*** Metin Alıntısı
Ağlamak istiyorum, resimdeki çocuk gibi de değil üstelik; bağıra çağıra, hıçkıra hıçkıra....
Mahallede küçük olduğu için oyuna alınmayan, alınmadığı için kafa tutan, kafa tuttuğu için dayak yiyen ve güçsüz olduğu için elinden hiçbir şey gelmeyen çocuğun sinirinden ağladığı gibi....
Uzun süren ayrılıklardan sonra sevdiklerine kavuşan insanların sevdiklerine sarıldıklarında uzun süredir tutulmuş bir nefesin bırakıldığı andaki rahatlama hissindeki gibi...
Hayatı boyunca ağlamamaya yemin etmiş (söz vermiş ya da karar vermiş her neyse) insanların yeminlerini bozduklarına bile üzülmeden yeminin bozulduğuna mutlu olucak kadar ağlamak...
******
*** Sağlanan Veri
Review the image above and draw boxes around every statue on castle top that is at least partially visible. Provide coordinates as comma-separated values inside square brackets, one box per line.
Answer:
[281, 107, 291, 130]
******
Yukarıdaki alıntıda "Hayatı boyunca ağlamamaya" sözcüklerinin geçtiği yerden başlayarak "olucak kadar ağlamak..." sözcüklerinden sonra durun ve aradaki bölümü harfi harfine yeniden yazın.

Hayatı boyunca ağlamamaya yemin etmiş (söz vermiş ya da karar vermiş her neyse) insanların yeminlerini bozduklarına bile üzülmeden yeminin bozulduğuna mutlu olucak kadar ağlamak...